> Text extract
____
Data pipeline for vacation photos

I take pictures when I am on vacation. Then I throw away 90% of them, some make the cut to end up on Instagram. Instagram is a great platform, however without an official API to upload images, they make it tough for lazy amateurs to publish their content. There is a popular unofficial api, which I intend to give a try.

But even before I get there, I need to get the pipeline ready for getting the data out of the memory card of my DSLR and finding the ones that are worthy of posting. I don’t do any editing what so ever – and proudly tag everything with #nofilter. The real reason is image editing is tough and time-consuming. I doubt anyone would have such a workflow, but I find the existing tooling frustrating makes me do boring manual jobs – that too on vacation.
____
> Dataset section
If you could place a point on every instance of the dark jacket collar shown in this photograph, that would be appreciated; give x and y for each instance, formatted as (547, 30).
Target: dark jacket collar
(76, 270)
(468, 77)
____
From the vacation photo post, list every device, platform, or software interface that the writer uses or plans to use. The listing plays no part in what comes next.

> Completed task
- Instagram
- The popular unofficial API
- The DSLR
- The DSLR's memory card